About this exercise
When the records are reproduced, each one must match exactly, and no picture may be kept.

====== Data for the task

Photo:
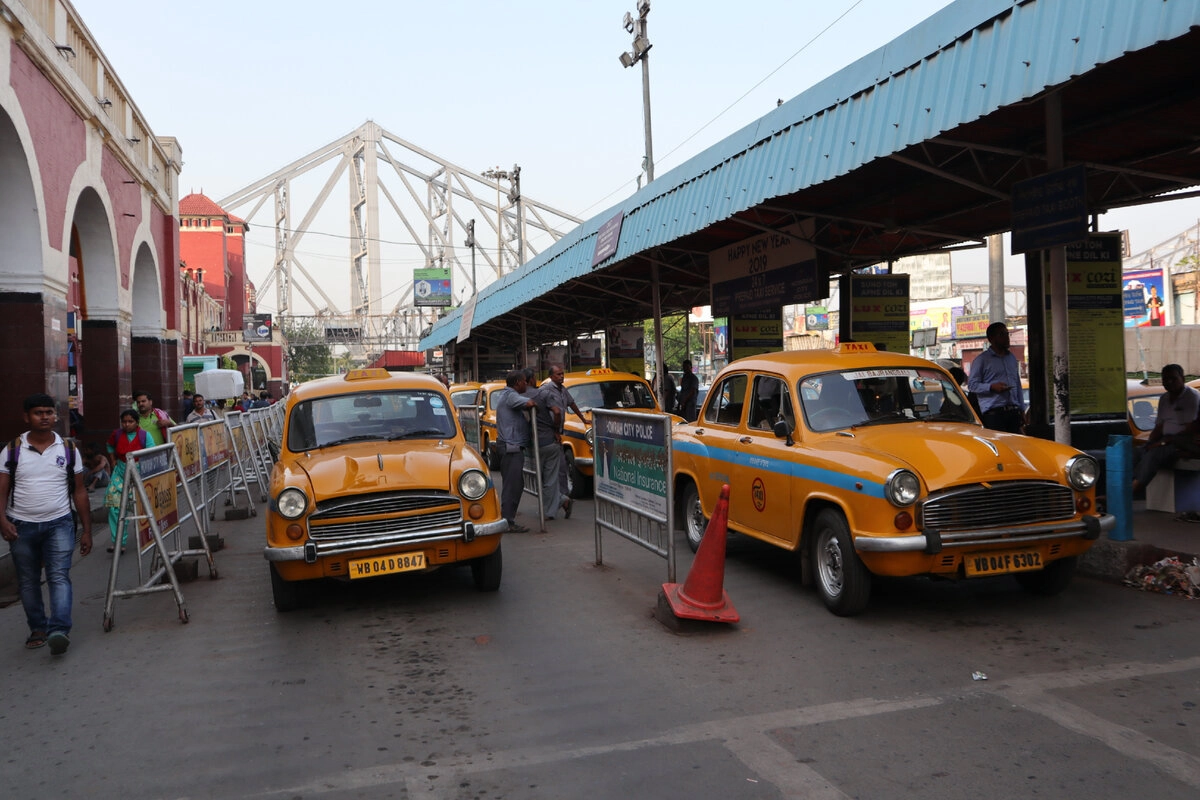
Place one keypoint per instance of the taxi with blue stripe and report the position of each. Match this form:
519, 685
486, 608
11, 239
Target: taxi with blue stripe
865, 462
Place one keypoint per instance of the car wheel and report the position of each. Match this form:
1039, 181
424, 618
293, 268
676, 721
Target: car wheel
694, 519
843, 581
577, 483
288, 595
486, 571
1050, 579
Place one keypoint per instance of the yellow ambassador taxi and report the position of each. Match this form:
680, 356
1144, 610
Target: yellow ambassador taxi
868, 463
600, 388
375, 477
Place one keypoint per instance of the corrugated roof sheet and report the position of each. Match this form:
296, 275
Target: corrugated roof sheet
964, 62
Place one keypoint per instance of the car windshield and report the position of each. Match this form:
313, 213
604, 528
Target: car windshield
883, 396
612, 394
406, 414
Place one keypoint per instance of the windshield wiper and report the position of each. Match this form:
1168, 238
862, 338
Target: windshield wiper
359, 437
419, 432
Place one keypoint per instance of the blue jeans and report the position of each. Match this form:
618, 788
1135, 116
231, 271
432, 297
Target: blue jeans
49, 546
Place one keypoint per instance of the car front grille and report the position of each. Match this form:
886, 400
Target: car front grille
997, 505
396, 516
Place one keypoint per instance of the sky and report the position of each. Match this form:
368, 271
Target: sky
251, 85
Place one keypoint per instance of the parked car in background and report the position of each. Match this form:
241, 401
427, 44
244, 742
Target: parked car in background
868, 463
600, 388
375, 477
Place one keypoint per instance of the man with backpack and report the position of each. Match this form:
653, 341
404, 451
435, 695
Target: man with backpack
40, 474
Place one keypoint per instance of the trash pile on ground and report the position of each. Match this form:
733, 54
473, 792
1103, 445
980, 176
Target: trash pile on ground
1169, 576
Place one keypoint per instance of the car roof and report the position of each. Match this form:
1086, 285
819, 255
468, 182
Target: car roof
850, 355
364, 380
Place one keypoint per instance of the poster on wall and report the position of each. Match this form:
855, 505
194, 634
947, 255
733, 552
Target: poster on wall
879, 307
1144, 299
755, 332
1095, 326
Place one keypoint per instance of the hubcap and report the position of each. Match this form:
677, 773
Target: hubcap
829, 564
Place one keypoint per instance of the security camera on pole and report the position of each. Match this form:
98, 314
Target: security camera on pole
641, 53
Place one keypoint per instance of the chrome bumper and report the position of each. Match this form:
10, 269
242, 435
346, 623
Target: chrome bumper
312, 549
933, 541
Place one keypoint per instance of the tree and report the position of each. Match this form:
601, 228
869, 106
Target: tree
309, 355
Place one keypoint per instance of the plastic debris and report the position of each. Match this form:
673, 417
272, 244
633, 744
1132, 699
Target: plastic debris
1169, 576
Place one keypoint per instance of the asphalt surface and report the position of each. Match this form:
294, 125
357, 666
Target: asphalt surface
563, 684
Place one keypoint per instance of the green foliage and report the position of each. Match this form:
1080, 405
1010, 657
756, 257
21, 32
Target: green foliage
309, 356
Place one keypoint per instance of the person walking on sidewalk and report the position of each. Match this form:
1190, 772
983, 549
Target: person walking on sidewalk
125, 439
40, 475
153, 420
515, 437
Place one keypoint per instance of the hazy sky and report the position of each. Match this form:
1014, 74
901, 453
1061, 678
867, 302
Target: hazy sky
250, 85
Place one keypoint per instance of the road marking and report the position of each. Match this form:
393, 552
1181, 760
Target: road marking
749, 738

============

Reply to the exercise
Photo:
Place one keypoint per instance of the taxi with blue stripe and report the position of each. Match this form:
519, 685
486, 608
11, 239
Target: taxi with blue stripe
865, 462
Place one keypoint per instance of the car wheel and report the position of each. Match this form:
1039, 181
424, 618
293, 268
676, 721
Target: car wheel
694, 519
843, 581
577, 483
288, 595
486, 571
1050, 579
Place one keypoint per instance of the yellow ambassador taxi and report the position of each. Match this form:
680, 356
1144, 610
Target: yellow ambassador taxi
868, 463
600, 388
375, 477
Place one keypoint per instance of the corrugated roof sheet and report the position of each. Match this form:
296, 275
Target: corrugated roof sheet
964, 62
Place one keypoint per instance of the car windshield and report the position of each. Match this form:
313, 213
604, 528
Target: car windshield
883, 396
612, 394
406, 414
Place one keypoint per instance of the windshield wiper and report the position of each. Match this form:
1168, 238
862, 338
Target: windshield wiper
359, 437
419, 432
Place one keypoint per instance of the blue jeans and report the position of each. Match this form:
618, 788
1135, 116
231, 271
432, 297
Target: blue jeans
49, 546
Place one keypoint per instance of the car front grille and report the position of each. Match this form:
886, 400
Target: car front grille
997, 505
396, 516
Place one keypoint per instance of the sky and report the position of each. Match this form:
368, 271
Target: sky
251, 85
Place one keypoint per instance of the parked car in background and report the position of each. Match this form:
241, 401
427, 44
244, 742
Target: parked car in background
868, 463
600, 388
375, 477
Place one keypoint per instance of the man with backpack and report the position of each. Match this form:
653, 341
404, 451
435, 695
Target: man with backpack
40, 474
Place one keypoint per instance of the trash pile on ground and report the position of each. Match this form:
733, 54
473, 792
1103, 445
980, 176
Target: trash pile on ground
1169, 576
Place one keypoint per instance of the car roof and report the position of each. Match this form:
1086, 285
819, 255
468, 182
Target: car roof
850, 355
364, 380
Place one keypoint per instance of the poster on wall and report the position of each. Match this form:
855, 505
194, 634
947, 255
733, 552
Target: poster on wall
879, 307
1144, 299
755, 332
1095, 326
Place one keypoint per instance of the hubcap and report the position of each. Match this form:
677, 773
Target: hubcap
829, 564
Place one keypoint per instance of the security camera on pole and report the position of each. Match this form:
98, 314
Target: security camera on pole
641, 53
Place one keypoint per instance of the chrome bumper and report the position of each. Match this form:
10, 269
242, 435
346, 623
Target: chrome bumper
312, 549
933, 541
Place one keypoint per instance of the tree and report the position of each. Match this form:
601, 228
869, 106
Target: tree
309, 355
Place one keypoint per instance of the plastic debris and report the position of each. Match this form:
673, 417
272, 244
633, 744
1132, 699
Target: plastic debris
1169, 576
Place one keypoint per instance of the asphalt surface and report the position of each. Match this form:
294, 125
357, 666
Target: asphalt surface
563, 684
Place one keypoint per instance of the green foliage and report the position of each. Match this form:
1080, 405
1010, 657
756, 257
21, 32
Target: green foliage
309, 356
Place one keypoint per instance of the person walking on sidewalk and report the position of each. Match this form:
1190, 772
983, 549
Target: person walking on sidewalk
125, 439
40, 475
153, 420
515, 437
Place one keypoint per instance of the hazy sky and report the position of each. Match this form:
1014, 74
901, 453
1061, 678
867, 302
Target: hazy sky
250, 85
Place one keypoint per instance of the road marking and report the position of each. Match this form:
393, 552
1181, 760
Target: road marking
749, 738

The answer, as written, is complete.